Task directions
Answer these questions from the text about hosting Thanksgiving.
(a) What does Patrick being on call require of him?
(b) Where has Thanksgiving been held for as long as the writer can remember?
(c) How does the family cook its turkeys?

Text
──────────────────────────────
I am a nervous wreck. And likely to remain so for an entire year. Patrick is going to be on call next Thanksgiving (meaning he must be within two hours of work at all times) so we are going to invite the whole famdamily down here for turkey, football, and wine. Lots and lots of wine. There are several problems with this scenario:

1. I don’t have a whole hell of a lot of room in my house. Don’t get me wrong, three bedrooms for two people is more than enough room. But three bedrooms for like anywhere from ten to fifteen people is a little bit of a stretch.

2. I have kind of a small kitchen. Thanksgiving has been at my parents’ house for as long as I can remember. And my parents have this enormous kitchen that is ideal for all of us getting in there and making a big ass mess on Thanksgiving. Me? Not so much. I am already stressed out about this. Where will everyone go?

3. We do not bake turkeys; we cook them on the grill. Well, my daddy cooks them on the grill and they are Y-U-M-M-Y. I? Have never in my life cooked a turkey and Patrick? Has already told me he doesn’t know how to carve a turkey. The rest of the cooking does not scare me because one thing I can do and do VERY WELL is cook. And for lots of people. No worries there. Is a turkey really necessary? Yeah…I guess it kind of is. Damn.

4. I am also concerned about where all these alleged people will sit to eat. (Along with where they will sleep and shower and poop and such.)
──────────────────────────────
Supplied records

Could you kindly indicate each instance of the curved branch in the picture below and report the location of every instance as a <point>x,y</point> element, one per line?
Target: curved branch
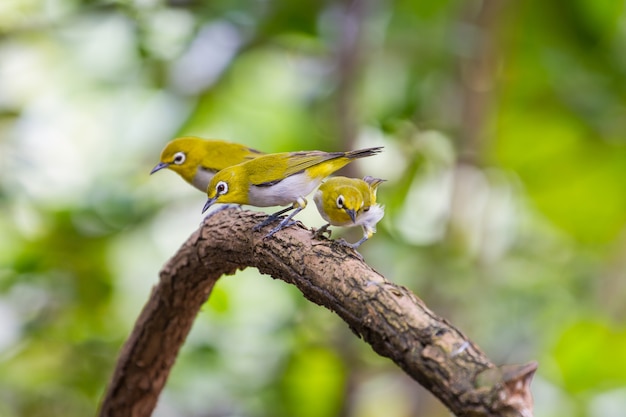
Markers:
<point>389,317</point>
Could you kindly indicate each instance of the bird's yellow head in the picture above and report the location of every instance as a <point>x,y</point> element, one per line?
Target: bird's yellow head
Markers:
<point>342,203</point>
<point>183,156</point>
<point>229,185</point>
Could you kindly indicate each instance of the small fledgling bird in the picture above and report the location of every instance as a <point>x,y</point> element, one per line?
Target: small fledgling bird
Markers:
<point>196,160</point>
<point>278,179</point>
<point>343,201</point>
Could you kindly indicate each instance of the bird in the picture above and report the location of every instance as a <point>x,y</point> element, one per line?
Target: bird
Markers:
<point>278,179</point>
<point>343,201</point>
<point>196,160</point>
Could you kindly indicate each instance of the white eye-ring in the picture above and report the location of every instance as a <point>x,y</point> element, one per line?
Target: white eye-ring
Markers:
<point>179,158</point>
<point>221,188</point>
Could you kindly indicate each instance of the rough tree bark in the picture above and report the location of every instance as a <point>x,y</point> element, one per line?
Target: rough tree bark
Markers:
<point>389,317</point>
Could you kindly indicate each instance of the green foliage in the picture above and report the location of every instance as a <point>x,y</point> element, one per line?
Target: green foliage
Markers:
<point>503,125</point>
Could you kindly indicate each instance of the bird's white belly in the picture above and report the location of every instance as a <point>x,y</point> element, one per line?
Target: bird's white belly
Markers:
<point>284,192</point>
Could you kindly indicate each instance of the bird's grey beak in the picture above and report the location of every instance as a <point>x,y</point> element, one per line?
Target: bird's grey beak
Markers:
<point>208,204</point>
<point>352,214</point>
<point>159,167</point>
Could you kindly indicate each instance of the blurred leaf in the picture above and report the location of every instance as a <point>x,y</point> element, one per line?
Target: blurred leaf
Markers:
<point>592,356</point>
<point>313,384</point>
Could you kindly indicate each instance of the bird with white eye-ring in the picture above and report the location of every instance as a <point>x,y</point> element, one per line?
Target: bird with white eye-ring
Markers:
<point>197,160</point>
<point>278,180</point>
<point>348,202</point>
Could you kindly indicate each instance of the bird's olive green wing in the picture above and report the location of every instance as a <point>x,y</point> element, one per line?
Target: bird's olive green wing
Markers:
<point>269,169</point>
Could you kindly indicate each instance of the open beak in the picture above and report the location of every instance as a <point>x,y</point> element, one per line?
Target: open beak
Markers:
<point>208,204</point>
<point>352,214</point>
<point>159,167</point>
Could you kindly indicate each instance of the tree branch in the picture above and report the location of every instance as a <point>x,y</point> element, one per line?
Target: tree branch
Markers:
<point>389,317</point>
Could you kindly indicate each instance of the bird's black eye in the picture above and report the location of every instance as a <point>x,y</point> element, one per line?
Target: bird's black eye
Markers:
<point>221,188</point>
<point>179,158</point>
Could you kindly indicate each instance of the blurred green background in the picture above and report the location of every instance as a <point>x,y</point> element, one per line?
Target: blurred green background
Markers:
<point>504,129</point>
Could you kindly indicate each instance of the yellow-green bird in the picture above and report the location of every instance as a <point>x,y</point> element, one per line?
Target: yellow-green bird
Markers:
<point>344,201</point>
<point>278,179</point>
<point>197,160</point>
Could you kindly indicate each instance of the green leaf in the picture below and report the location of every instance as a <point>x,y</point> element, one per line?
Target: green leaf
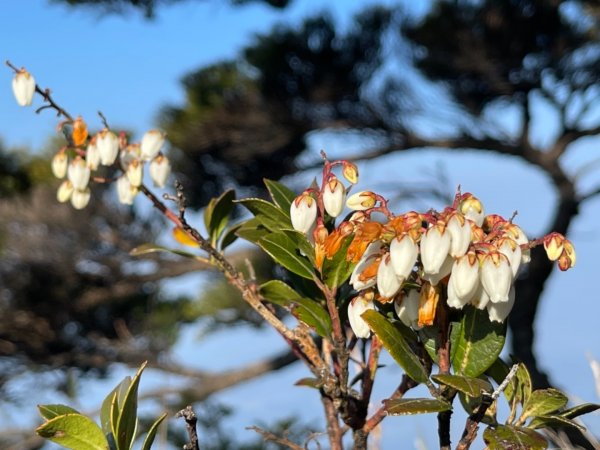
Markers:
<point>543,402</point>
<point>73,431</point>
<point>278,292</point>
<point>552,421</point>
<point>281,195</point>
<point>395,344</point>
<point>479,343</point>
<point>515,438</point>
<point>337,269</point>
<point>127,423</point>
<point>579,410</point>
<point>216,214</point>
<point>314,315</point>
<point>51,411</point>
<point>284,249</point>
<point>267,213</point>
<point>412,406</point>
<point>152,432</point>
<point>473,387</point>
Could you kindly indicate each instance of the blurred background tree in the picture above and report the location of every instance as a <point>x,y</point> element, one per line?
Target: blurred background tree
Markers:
──────────────────────────────
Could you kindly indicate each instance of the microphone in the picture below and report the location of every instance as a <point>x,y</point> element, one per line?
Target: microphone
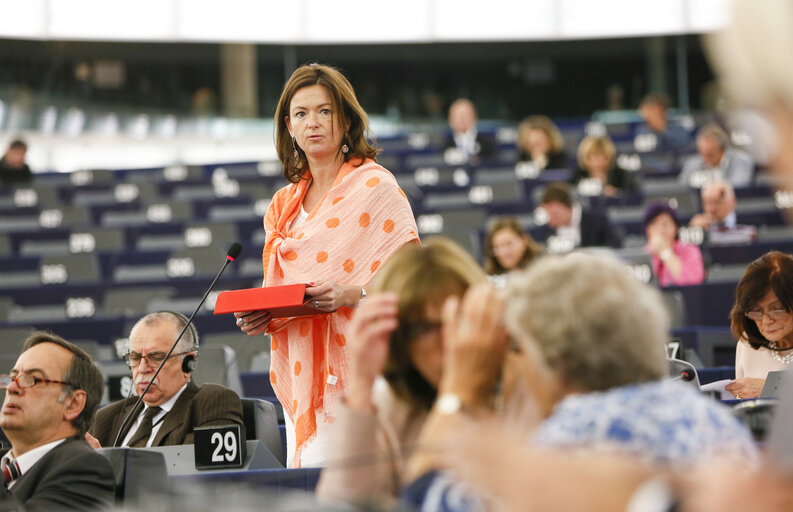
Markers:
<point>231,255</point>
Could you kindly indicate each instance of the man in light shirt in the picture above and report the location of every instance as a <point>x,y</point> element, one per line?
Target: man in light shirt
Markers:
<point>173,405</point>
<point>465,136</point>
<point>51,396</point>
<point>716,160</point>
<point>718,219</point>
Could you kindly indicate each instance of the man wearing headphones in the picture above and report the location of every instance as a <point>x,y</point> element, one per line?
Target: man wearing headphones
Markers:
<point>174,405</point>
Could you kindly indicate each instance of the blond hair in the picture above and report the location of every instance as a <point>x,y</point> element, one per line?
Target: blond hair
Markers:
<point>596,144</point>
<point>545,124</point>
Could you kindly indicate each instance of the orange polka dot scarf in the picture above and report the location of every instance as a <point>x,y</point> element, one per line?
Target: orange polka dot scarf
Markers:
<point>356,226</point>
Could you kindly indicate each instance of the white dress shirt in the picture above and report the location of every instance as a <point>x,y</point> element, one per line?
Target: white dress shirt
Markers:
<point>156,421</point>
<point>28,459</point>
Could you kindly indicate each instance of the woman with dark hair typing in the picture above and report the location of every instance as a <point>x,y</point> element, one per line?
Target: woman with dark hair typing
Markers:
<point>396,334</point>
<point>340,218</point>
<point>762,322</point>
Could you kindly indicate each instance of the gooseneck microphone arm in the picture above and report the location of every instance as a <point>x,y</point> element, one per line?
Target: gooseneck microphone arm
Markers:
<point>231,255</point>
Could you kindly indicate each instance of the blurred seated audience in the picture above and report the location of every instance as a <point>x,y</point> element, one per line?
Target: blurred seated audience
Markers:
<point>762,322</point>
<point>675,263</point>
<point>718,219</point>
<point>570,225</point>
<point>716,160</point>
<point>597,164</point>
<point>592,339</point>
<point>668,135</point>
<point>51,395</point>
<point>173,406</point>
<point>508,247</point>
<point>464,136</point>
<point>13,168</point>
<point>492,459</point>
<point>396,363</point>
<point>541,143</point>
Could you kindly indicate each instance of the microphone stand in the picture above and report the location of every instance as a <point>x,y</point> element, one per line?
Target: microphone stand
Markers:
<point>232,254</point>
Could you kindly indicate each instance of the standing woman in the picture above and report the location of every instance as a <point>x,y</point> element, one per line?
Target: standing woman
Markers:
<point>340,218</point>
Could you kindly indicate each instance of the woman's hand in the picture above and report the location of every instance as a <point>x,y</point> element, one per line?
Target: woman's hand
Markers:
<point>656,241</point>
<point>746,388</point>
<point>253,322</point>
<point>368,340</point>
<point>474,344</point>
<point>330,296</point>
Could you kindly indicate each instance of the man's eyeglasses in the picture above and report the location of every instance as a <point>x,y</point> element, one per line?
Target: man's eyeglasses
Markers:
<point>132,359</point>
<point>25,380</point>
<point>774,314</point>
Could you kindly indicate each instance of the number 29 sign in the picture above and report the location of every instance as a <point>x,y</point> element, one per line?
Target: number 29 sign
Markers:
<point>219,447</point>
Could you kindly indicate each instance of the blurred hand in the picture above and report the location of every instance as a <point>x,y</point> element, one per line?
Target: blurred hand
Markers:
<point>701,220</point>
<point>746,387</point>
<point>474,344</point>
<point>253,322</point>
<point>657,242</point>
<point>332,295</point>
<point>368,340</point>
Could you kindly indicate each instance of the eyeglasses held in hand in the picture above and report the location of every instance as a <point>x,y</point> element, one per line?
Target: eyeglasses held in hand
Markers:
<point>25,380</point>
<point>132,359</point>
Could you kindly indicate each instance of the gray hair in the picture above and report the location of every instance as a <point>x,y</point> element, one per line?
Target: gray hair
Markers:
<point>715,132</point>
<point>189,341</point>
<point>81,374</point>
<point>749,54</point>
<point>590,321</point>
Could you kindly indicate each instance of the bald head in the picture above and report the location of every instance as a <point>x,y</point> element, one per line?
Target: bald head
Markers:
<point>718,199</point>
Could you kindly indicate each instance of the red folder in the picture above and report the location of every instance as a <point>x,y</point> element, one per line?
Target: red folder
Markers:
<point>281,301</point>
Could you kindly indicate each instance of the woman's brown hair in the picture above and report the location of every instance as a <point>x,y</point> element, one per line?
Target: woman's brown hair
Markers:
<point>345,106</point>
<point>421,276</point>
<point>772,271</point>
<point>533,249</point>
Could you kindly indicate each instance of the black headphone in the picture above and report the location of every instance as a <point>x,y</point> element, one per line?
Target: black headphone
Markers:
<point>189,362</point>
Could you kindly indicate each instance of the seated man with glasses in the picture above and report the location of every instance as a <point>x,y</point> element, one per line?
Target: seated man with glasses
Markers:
──────────────────────────────
Answer section
(a) He must be within two hours of work at all times.
(b) At the writer's parents' house.
(c) On the grill.